▶ Data excerpts
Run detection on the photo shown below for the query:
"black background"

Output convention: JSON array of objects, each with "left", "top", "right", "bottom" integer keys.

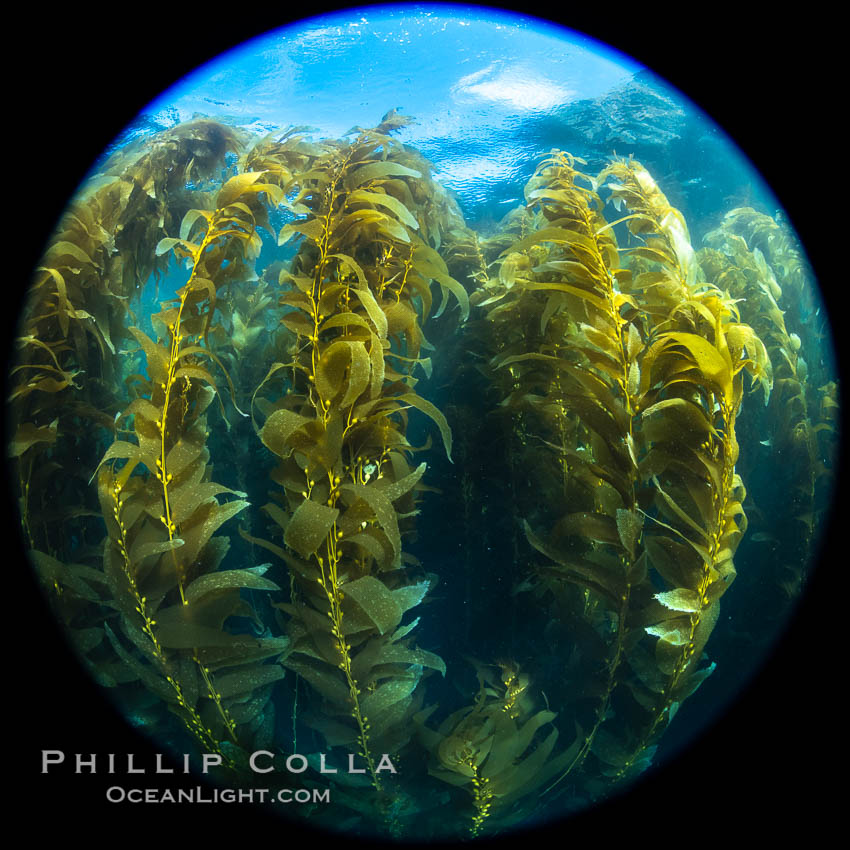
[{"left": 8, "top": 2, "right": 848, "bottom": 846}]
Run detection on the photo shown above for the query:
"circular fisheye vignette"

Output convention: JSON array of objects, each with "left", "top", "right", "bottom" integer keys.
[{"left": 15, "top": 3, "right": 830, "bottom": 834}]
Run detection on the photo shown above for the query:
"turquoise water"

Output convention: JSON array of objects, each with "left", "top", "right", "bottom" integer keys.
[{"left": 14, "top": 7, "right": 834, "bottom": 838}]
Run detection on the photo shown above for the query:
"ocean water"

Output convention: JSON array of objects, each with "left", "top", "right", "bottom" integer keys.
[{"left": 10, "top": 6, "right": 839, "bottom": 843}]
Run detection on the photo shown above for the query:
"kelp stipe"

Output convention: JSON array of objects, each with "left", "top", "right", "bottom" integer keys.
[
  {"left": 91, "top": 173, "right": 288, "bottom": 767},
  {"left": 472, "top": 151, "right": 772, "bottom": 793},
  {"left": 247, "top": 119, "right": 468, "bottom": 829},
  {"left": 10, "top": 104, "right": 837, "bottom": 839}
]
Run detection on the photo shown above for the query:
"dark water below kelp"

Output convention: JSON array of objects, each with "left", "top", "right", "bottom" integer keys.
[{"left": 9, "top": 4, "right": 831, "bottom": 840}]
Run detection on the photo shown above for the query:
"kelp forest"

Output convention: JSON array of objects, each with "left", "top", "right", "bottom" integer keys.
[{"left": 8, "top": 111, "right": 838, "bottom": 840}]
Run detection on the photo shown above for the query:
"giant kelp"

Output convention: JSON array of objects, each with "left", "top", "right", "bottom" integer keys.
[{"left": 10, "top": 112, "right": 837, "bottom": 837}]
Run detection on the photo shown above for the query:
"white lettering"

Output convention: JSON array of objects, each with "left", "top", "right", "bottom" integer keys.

▶ Task details
Copy out all of the data above, changing each "Output convention" to "Answer format" and leaving every other character as it is. Omit the pictures.

▶ Solution
Run detection on the photo shown below for the query:
"black background"

Answer format: JSON array of objects, each with "left", "top", "right", "bottom" integer keys.

[{"left": 8, "top": 2, "right": 848, "bottom": 846}]
Run detection on the photo shown above for the query:
"circular fisheye vignette"

Answer format: JSON array of objects, each with "left", "top", "right", "bottom" integer keys.
[{"left": 15, "top": 3, "right": 830, "bottom": 834}]
Run detection on the photo shown above for the query:
"turquoise water"

Answer format: JSON array of objects, each with "left", "top", "right", "bottom" integer keys.
[{"left": 14, "top": 7, "right": 834, "bottom": 838}]
Run detection on the photo shown above for the query:
"ocean water"

Answer format: JSON array of objects, each with "left", "top", "right", "bottom" integer keys.
[{"left": 10, "top": 6, "right": 839, "bottom": 843}]
Run detection on the photo shown above for the query:
"kelp stipe"

Answer format: JSON array of objects, each with "left", "top", "right", "bottom" integer keys.
[
  {"left": 91, "top": 173, "right": 288, "bottom": 767},
  {"left": 472, "top": 151, "right": 772, "bottom": 793},
  {"left": 247, "top": 119, "right": 468, "bottom": 829},
  {"left": 10, "top": 104, "right": 837, "bottom": 839}
]
Run detection on the photo shown above for the query:
"dark water below kelp"

Answer format: JSON array of objects, each with "left", "top", "right", "bottom" integer keys.
[{"left": 9, "top": 4, "right": 831, "bottom": 840}]
Run detection on the photo shown above for the query:
"kelp forest"

Answer format: JSON array of objects, each with "left", "top", "right", "bottom" integer keys.
[{"left": 8, "top": 111, "right": 838, "bottom": 840}]
Run detection on the photo shown above for the query:
"giant kelp"

Answer format: JSON array of objects, each with "left", "top", "right", "bottom" integer keys.
[{"left": 10, "top": 112, "right": 837, "bottom": 837}]
Run detection on the photo shown above for the query:
"white lettering"

Answer format: JSON array of objects, each with "left", "top", "right", "bottom" integer keys.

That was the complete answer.